> [Fragmento citado]
▼

Después de cualquier celebración humana sobreviene un periodo de silencio.
Cuando termina una fiesta o una bulliciosa reunión y se retiran todos los invitados se crea un espacio de abandono impregnado de silencio.
Al cerrarse el telón y los ensordecedores aplausos se apagan, los asistentes a la función se ponen de pie y se van retirando de forma acompasada.
Las luces se van apagando. Los camerinos vuelven a estar desiertos y el auditorio o teatro queda en un mudo estado de soledad, es cuando entra el silencio.
Los mismos templos e iglesias se cierran después de que los creyentes se alejan en pequeños grupos. Quizás alguna luz o vela quede encendida pero quien se hace dueño del espacio es el silencio.
Al morir la euforia de celebrar el año nuevo, las calles lucen desiertas y poco a poco brillan los primeros rayos del sol en medio de un gran silencio. Todos duermen reparándose del festejo concluido. Descansan en silencio.

▲

> [Bloque de datos]
▼

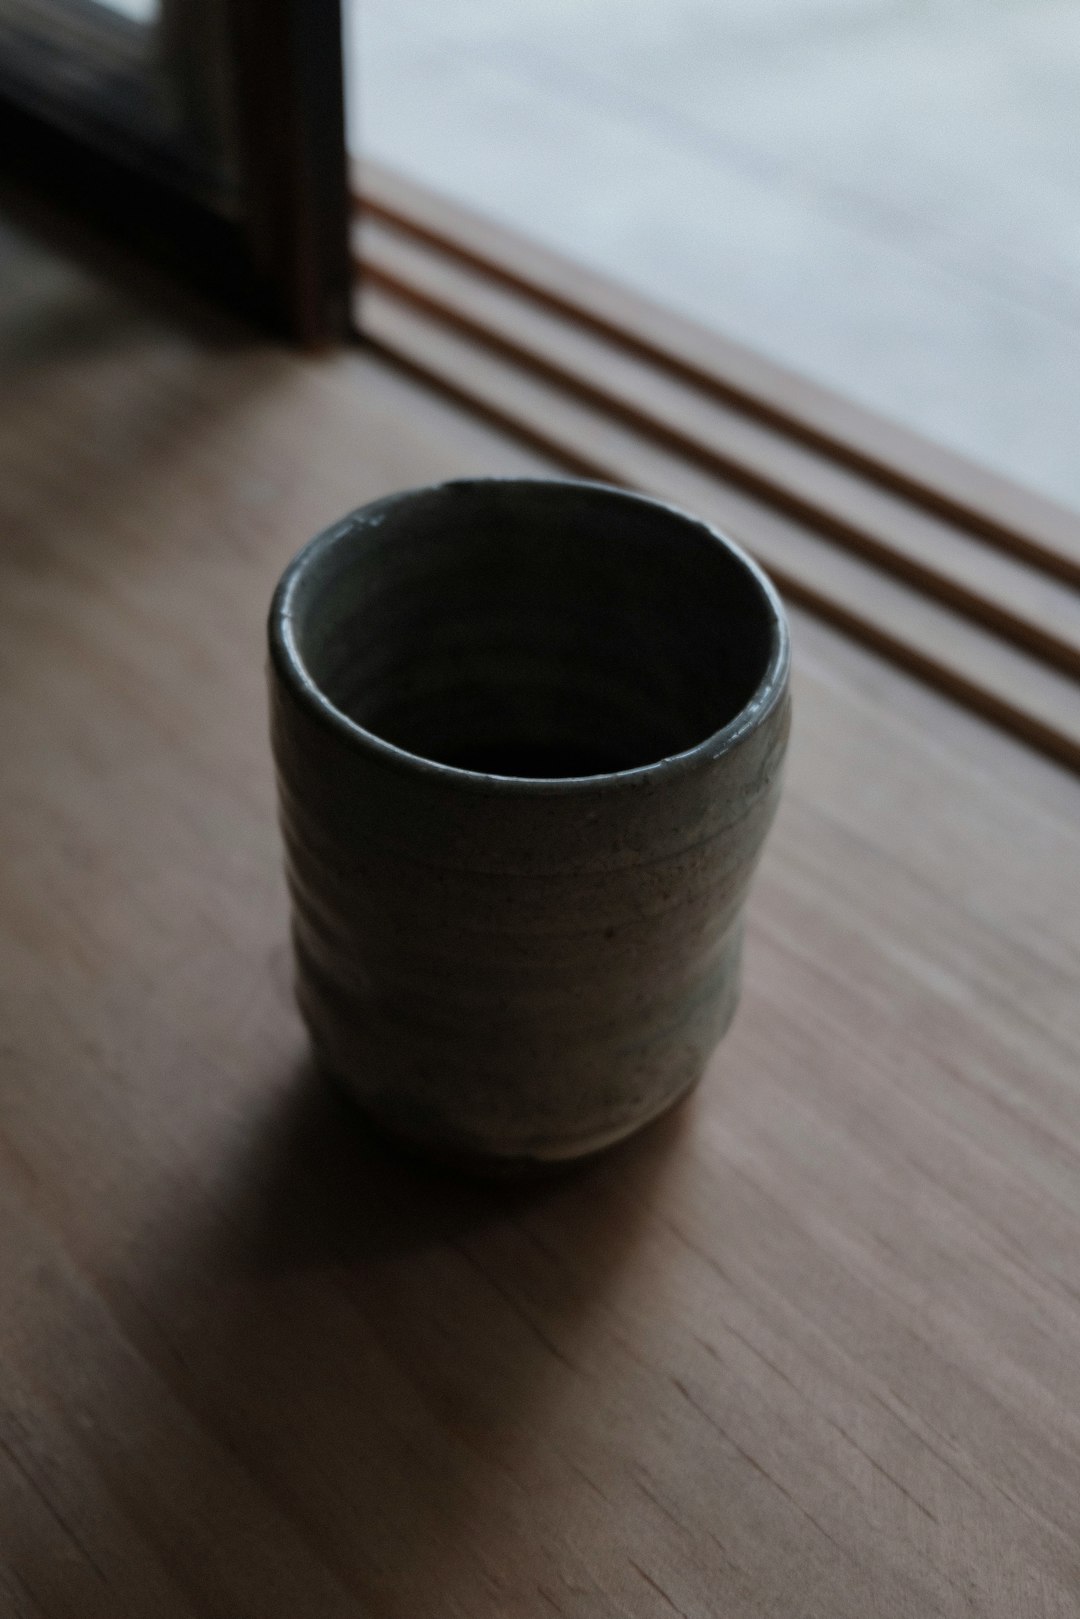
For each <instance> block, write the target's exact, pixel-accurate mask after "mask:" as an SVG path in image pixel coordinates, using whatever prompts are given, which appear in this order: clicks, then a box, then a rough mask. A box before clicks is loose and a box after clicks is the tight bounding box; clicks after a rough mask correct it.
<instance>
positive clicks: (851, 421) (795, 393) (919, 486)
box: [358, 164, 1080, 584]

▲

Copia sin cambios el fragmento del texto sobre el silencio que comienza con las palabras "Las luces se" y termina con "Descansan en silencio.". Responde solo con lo que dice el texto.

Las luces se van apagando. Los camerinos vuelven a estar desiertos y el auditorio o teatro queda en un mudo estado de soledad, es cuando entra el silencio.
Los mismos templos e iglesias se cierran después de que los creyentes se alejan en pequeños grupos. Quizás alguna luz o vela quede encendida pero quien se hace dueño del espacio es el silencio.
Al morir la euforia de celebrar el año nuevo, las calles lucen desiertas y poco a poco brillan los primeros rayos del sol en medio de un gran silencio. Todos duermen reparándose del festejo concluido. Descansan en silencio.